Exercise description:
Pull out every line of the material below and reproduce each one unchanged.

Task input:
* START *

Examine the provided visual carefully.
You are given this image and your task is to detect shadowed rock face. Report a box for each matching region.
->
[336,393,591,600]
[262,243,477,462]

* END *

Solution:
Examine the provided visual carefully.
You are given this image and your task is to detect shadowed rock face. Report a box for each matching region.
->
[336,393,591,600]
[262,243,477,462]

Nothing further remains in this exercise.